本件各行政処分は、同一泉脈に関する新たな掘さく等の許可処分であつて、これらは原告らの所有温泉の泉温低下につき累積的、総合的原因をなしており、原告ら所有温泉ならびに湯田温泉全般の泉温低下は、被告の本件各行政処分全部が不可分一体の原因となつて発生した結果であるから、追加的請求にかかる行政処分は当初の請求にかかる行政処分と共に原告らの所有温泉に関する権利侵害の競合的、累積的原因をなしている。従つて、当該許可処分がいかなる場所にいかなる者に対してなされたかは取消すべき処分を特定するために必要であるにすぎず、もともと各行政処分ごとにいかなる権利侵害が発生したかを明示することは不可能なことであり不必要なことでもある。よつて、右追加的請求は行訴法一三条六号に該当する関連請求である。

三、訴えの利益

原告の選定者株式会社かめ福は、その所有旅館の増改築により浴槽を増加する必要にせまられたため公共的利用の各許可処分を受けたのであるが、自己以外の者に対する別紙第一ないし第三目録記載の各処分の取消を求め、そのうち公共的利用の許可処分については衛生上有害でないかぎり許可しなければならないとする被告の温泉行政を争うものである。

四、許可処分の失効については、被告の主張を争う。

第四、原告の請求原因

一、原告らの地位

原告およびその選定者らは、山口市湯田において温泉井を所有し、同所に湧出する温泉を利用して旅館業などの事業を営み、かつ湯田温泉の保護、利用の適正などを目的として設立された湯田温泉組合に加入しているものである。

二、被告の行政処分

被告は別紙第一ないし第三目録記載のとおりの各行政処分をした。

三、訴願前置

原告および亡藤井兵太は昭和三〇年九月五日付書面をもつて別紙第一目録記載の各行政処分につきこれを不服として厚生大臣に対し訴願を提起したが、同年一二月九日、右各処分のうち指令第九六四号ないし第九六六号、同第九七四号、同第一、六七〇号の各行政処分については訴願棄却、同第九六七号、同第一、七〇六ないし第一、七三一号の各行政処分については訴願却下の決定があつた。

→ **データ一覧**:
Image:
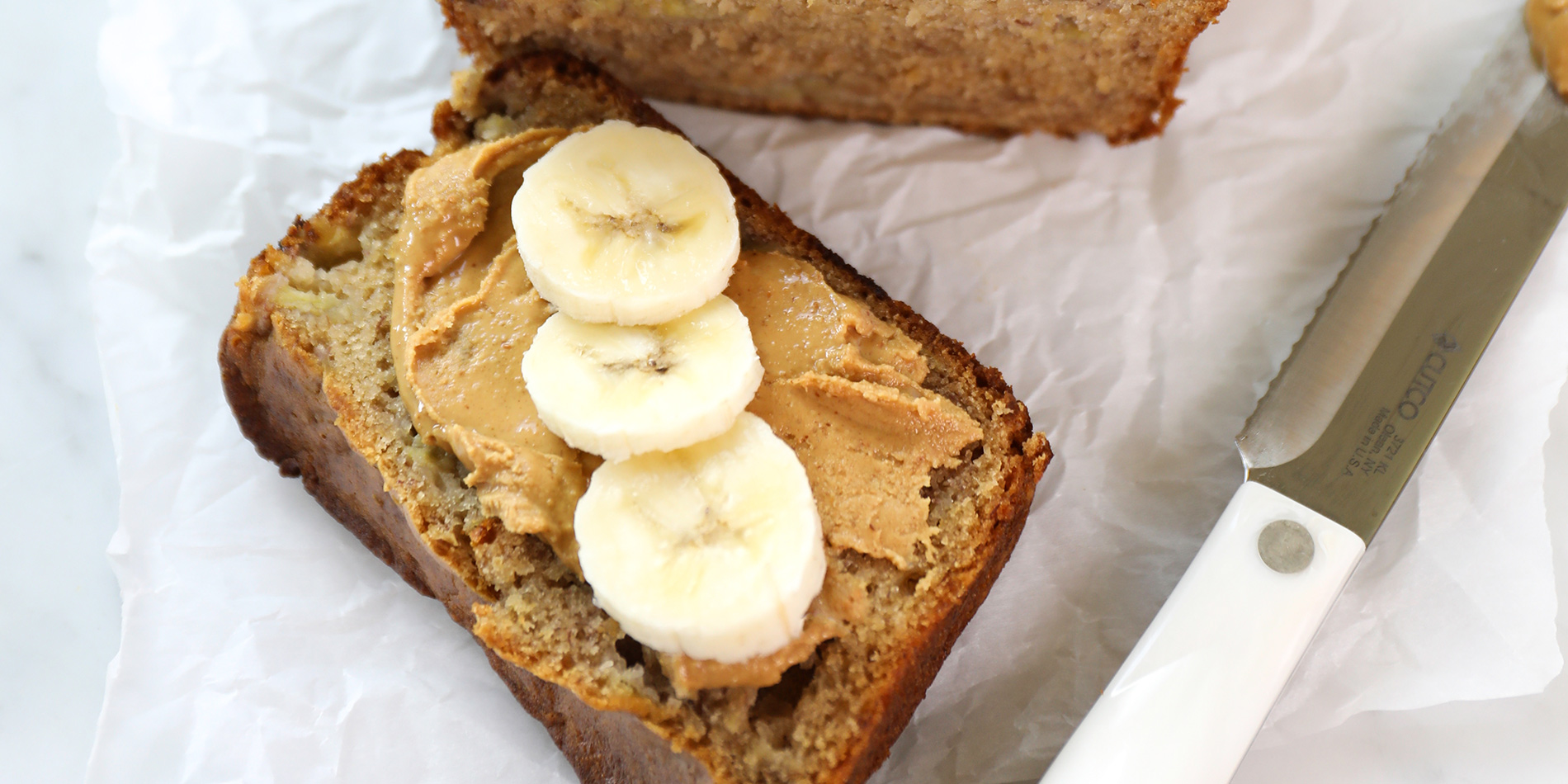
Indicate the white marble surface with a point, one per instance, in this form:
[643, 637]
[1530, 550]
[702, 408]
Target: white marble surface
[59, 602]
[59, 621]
--
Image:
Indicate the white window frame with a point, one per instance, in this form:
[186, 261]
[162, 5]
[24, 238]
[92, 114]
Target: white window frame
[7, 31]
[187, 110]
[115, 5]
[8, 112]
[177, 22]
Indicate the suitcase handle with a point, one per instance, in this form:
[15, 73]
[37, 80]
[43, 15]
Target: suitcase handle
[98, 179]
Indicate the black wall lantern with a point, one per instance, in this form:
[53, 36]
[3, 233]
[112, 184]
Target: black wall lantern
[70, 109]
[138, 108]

→ **取り組む課題**:
1) 湯田温泉訴訟の文章を二文で要約してください。
2) 湯田温泉訴訟の文章にある「被告は別紙第一ないし第三目録記載のとおりの各行政処分をした。」という一文を英語に訳してください。
3) 湯田温泉訴訟の文章を、最後の文の後から書き進めてください。

→ **解答の例**:
1) 原告らは、被告の各許可処分が不可分一体となって泉温低下の原因をなしていると主張し、追加的請求は行訴法一三条六号に該当する関連請求であると述べています。原告およびその選定者らは山口市湯田で温泉井を所有して旅館業などを営み、湯田温泉組合に加入しており、原告および亡藤井兵太は別紙第一目録記載の各処分について厚生大臣に訴願を提起しましたが、訴願棄却または訴願却下の決定がありました。

2) The defendant issued each of the administrative dispositions as described in Attached Lists 1 through 3.

3)
四、行政処分の違法性

(一)、本件許可処分の内容

温泉は、その成因、上昇力、成分、湧出量の増減、温泉水体形成の広さ等いずれの点からも土地所有者の管理支配しうるものではなく、またその含有物と熱量は単なる地下水とは異なる公共的資源であり、しかも温泉が流水であることにおいて地上の流水と変りはないから、温泉は土地所有権の目的外でありその法的性質はいわゆる公物である。従つて、都道府県知事が温泉に対する管理権能としてこの採取利用を許可する処分は、特定人に対し継続的に温泉を利用する権利を新たに賦与設定するものであつて単に所有権に対する警察的制限を解除するものではないから設権行為というべきである。

(二)、本件許可処分の性質

温泉法はその掘さく、増掘、動力装置の各許可について、温泉の湧出量、成分、温度に影響を及ぼしその他公益を害する虞れあるときは許可すべからずと定めており、その公共的利用の許可についても後記のとおり同法八条、四条を準用すべき以上は右同様であるから、右許可につき明白な基準を示しているのであつて、単なる公益原則のみを準則としているのではなく、極めて具体的な準則を示して都道府県知事の一義的解決を求めているのであるから、右許可処分の性質はいわゆる羈束裁量に属するものであり右準則に反する許可処分は違法である。

(三)、温泉法の趣旨

厚生省および被告は、温泉法六条につき、同条が工事完了までの間に適用されるものであつて、右工事完了後は同条による許可の取消その他の措置をなしえない(同法八条二項によつて同法六条を準用する場合も同様)、また同法一二条については、同条による温泉の公共的利用の許可申請に対しこれにより揚泉量の増加をきたすと否とにかかわらずその成分が衛生上有害でない限り許可すべきであるとしている。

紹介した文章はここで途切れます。